Start of DATASET
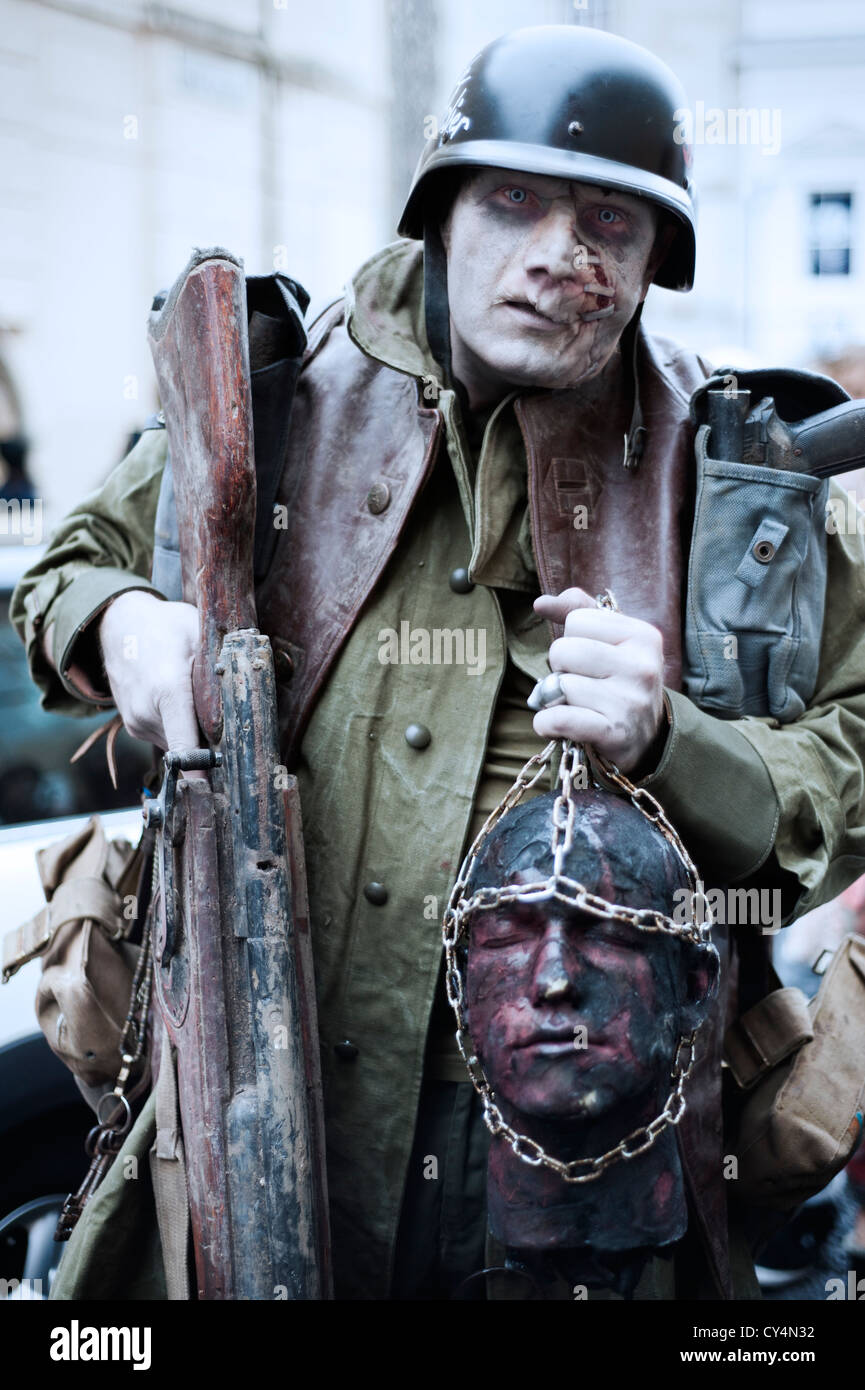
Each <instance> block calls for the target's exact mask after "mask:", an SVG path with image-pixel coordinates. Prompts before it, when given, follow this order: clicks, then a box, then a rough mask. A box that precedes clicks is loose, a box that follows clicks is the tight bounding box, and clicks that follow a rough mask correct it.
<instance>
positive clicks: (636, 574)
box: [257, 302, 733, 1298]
End of DATASET
Start of DATASET
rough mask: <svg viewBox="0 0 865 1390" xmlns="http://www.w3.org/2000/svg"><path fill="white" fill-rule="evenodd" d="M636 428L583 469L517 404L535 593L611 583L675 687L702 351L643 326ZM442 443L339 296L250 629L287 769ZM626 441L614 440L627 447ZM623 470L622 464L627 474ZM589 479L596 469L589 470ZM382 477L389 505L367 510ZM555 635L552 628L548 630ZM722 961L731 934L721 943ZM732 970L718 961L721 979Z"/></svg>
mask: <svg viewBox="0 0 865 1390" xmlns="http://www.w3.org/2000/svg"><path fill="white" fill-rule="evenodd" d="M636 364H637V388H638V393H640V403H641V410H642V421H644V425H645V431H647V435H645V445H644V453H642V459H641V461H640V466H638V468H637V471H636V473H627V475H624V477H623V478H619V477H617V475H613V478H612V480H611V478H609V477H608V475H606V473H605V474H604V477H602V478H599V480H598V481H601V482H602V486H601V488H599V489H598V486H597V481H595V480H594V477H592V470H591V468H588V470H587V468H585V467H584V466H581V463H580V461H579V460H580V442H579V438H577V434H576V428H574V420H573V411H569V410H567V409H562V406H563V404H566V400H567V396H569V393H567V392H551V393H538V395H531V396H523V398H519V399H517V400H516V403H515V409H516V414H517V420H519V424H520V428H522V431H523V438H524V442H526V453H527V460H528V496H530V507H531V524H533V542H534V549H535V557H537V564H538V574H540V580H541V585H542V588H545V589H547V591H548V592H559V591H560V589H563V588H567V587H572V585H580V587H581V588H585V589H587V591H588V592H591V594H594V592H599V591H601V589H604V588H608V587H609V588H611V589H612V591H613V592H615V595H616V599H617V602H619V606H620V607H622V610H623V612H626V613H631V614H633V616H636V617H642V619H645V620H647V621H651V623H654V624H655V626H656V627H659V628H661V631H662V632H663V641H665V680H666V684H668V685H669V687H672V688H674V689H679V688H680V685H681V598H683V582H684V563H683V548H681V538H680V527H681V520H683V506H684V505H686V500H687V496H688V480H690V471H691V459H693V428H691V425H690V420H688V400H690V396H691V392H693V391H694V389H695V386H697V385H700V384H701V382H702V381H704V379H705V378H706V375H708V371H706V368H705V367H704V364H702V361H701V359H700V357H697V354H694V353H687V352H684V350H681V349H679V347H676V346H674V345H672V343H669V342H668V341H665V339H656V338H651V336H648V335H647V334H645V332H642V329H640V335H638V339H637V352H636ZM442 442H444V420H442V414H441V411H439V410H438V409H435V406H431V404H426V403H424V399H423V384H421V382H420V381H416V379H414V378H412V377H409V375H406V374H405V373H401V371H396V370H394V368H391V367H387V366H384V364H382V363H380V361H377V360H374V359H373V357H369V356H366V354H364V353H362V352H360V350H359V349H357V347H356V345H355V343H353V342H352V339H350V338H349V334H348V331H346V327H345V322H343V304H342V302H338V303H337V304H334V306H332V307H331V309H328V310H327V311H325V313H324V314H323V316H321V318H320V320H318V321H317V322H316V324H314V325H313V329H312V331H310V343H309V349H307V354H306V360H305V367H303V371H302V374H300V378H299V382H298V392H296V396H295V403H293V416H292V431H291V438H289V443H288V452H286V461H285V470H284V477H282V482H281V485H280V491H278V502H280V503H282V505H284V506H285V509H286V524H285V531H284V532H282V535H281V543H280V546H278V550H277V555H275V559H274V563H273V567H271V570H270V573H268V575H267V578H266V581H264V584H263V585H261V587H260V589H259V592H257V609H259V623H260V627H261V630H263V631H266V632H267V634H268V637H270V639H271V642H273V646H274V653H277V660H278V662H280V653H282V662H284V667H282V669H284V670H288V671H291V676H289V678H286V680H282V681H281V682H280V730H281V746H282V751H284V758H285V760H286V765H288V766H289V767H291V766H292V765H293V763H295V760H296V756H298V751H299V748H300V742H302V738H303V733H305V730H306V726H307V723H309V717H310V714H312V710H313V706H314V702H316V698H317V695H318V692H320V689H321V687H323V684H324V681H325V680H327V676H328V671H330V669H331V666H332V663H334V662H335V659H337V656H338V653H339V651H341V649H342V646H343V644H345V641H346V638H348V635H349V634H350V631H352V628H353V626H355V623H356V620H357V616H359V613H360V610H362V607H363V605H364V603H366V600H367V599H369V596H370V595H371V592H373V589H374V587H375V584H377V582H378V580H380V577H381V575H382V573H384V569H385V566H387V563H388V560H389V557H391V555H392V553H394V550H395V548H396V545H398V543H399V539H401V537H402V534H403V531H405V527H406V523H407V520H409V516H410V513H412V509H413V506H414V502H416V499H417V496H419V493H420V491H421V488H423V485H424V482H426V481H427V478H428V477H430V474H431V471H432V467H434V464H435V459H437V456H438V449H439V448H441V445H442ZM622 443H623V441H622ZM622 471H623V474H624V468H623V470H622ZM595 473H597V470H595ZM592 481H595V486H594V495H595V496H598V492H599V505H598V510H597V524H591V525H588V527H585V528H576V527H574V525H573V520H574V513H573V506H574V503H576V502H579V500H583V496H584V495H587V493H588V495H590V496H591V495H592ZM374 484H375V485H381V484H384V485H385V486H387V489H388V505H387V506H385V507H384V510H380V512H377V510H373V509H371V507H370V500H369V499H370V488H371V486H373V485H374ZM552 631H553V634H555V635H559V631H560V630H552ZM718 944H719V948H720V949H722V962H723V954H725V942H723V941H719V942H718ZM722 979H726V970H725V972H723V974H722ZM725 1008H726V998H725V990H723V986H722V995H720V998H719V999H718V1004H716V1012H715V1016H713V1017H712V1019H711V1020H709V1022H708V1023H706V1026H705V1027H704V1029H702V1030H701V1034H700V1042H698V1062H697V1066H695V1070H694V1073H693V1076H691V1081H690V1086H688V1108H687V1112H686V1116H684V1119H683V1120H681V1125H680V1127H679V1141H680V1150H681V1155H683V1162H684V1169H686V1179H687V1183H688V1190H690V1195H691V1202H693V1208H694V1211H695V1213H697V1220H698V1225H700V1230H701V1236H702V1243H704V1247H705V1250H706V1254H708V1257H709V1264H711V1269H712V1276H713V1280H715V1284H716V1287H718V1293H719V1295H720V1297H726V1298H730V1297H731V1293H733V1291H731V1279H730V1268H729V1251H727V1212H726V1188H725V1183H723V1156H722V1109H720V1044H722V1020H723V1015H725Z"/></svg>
End of DATASET
Start of DATASET
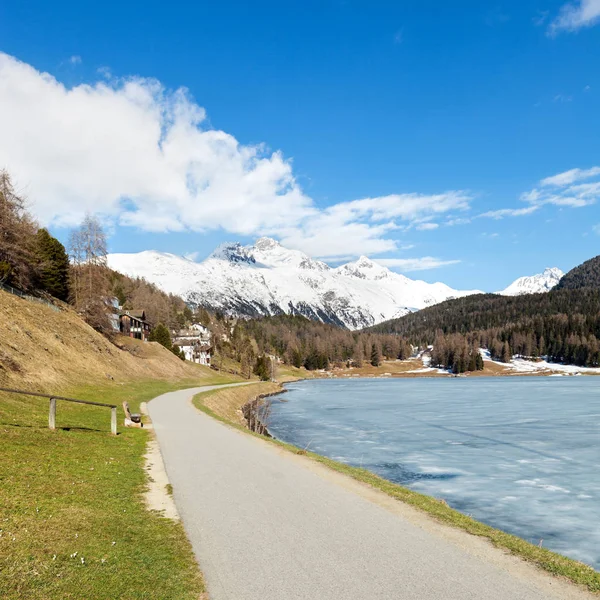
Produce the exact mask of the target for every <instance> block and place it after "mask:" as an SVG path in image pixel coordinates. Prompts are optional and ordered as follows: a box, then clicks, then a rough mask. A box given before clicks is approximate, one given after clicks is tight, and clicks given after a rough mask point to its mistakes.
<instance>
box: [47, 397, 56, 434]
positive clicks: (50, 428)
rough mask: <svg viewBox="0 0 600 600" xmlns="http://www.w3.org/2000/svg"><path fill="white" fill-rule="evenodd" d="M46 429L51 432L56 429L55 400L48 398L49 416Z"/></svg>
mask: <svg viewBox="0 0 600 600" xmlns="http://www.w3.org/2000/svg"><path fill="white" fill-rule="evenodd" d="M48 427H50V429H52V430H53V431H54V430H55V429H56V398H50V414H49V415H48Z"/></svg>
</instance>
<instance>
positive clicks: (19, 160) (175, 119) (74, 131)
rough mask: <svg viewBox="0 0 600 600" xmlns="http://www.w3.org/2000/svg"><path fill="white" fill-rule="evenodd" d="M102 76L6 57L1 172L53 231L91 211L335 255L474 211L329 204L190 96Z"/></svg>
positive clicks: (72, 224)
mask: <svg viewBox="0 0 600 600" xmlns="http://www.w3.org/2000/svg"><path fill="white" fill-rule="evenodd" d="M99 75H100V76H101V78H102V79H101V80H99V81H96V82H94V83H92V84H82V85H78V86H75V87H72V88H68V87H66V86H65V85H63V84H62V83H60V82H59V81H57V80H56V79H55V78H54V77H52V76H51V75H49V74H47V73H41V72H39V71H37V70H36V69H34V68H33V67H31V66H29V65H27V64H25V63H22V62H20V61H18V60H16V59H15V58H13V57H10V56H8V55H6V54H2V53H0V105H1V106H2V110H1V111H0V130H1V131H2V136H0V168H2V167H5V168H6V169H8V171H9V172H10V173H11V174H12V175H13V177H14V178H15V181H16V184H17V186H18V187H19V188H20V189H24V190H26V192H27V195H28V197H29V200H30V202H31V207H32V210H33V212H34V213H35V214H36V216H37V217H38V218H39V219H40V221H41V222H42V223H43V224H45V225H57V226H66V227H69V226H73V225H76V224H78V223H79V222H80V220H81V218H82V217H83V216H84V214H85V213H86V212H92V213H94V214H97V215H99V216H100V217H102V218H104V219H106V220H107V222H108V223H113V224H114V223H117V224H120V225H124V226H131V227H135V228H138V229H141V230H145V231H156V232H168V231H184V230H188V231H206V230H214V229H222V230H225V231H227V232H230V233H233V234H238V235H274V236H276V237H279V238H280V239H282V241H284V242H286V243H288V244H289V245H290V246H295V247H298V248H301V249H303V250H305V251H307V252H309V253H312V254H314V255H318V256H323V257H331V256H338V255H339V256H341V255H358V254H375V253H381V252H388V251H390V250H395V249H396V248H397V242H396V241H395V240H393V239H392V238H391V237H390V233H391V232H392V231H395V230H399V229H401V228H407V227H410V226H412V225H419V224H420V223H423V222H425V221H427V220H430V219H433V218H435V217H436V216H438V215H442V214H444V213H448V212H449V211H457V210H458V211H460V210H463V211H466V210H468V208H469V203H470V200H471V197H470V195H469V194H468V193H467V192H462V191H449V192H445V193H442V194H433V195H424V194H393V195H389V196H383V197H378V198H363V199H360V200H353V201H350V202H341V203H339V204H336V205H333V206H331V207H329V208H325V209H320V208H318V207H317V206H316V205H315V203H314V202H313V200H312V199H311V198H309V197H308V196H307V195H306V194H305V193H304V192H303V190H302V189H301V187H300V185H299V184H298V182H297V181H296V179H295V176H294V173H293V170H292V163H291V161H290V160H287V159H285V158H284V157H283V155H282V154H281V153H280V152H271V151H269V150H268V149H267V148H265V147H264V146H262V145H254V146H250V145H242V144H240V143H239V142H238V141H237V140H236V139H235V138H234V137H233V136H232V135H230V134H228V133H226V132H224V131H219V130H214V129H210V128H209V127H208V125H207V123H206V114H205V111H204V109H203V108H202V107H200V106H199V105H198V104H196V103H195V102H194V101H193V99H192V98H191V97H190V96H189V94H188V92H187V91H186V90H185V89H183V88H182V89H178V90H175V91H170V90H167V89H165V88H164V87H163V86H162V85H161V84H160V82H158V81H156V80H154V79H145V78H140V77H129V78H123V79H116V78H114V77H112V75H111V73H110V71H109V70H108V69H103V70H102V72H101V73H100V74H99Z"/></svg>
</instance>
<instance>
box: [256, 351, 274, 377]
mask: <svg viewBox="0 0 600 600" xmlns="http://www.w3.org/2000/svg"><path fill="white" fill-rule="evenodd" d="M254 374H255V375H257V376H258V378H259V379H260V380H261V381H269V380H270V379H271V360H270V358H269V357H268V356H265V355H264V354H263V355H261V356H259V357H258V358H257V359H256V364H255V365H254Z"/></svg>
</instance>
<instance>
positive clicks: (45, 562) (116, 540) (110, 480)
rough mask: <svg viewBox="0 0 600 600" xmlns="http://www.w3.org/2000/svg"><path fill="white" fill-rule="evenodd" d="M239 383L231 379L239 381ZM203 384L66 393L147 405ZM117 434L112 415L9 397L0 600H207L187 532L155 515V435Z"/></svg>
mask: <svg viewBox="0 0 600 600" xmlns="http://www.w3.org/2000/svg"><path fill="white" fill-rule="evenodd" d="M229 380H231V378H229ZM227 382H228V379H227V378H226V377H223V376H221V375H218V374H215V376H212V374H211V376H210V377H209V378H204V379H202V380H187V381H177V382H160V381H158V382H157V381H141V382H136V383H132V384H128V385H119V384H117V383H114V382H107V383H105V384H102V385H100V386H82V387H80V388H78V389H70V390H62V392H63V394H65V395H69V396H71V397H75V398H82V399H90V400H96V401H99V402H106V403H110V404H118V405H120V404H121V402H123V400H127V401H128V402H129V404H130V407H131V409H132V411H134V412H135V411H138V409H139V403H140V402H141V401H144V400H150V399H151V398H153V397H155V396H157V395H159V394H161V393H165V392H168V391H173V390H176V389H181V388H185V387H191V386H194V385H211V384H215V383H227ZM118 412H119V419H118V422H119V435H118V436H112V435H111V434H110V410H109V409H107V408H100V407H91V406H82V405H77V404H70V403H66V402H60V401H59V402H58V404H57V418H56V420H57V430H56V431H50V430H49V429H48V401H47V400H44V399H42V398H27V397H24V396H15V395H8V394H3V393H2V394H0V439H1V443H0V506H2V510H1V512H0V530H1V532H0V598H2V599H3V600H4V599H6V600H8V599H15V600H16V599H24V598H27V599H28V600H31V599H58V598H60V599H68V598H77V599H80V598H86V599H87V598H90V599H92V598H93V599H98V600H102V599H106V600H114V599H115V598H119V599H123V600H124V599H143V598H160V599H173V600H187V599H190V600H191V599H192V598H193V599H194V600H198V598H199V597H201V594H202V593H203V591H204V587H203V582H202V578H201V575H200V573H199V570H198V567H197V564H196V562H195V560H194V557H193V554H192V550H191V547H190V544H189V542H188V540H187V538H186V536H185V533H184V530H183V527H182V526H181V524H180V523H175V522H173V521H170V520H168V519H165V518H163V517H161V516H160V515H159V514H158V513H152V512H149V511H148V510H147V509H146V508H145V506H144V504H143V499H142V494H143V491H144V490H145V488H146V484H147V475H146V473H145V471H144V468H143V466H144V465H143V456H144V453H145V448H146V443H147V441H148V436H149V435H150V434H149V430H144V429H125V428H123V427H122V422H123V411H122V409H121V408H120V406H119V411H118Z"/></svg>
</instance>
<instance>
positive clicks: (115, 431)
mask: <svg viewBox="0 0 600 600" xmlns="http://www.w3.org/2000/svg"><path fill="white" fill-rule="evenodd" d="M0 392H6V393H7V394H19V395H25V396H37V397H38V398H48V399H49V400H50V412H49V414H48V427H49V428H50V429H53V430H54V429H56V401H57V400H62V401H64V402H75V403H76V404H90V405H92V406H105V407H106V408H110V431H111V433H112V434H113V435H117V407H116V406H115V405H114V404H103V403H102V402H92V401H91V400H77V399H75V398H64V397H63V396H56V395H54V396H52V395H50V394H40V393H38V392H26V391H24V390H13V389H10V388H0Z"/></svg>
End of DATASET
### WORK REQUEST
The answer must consist of every line from the entries above that contains "follows".

### ANSWER SECTION
Each <instance> block calls for the target's exact mask after "mask:", an SVG path with image-pixel coordinates. Prompts before it, when given, follow this order: clicks, then a box, then a rough mask. A box that precedes clicks is loose, a box that follows clicks is the tight bounding box, and clicks that follow a rough mask correct it.
Produce the exact mask of the target for every <instance> block and place it after "mask:" as an SVG path in image pixel coordinates. Prompts are optional and ordered as follows: a box, then clicks, then a rough mask. A box given before clicks is approximate, one given after clicks is tight, and clicks given after a rough mask point to its mistakes.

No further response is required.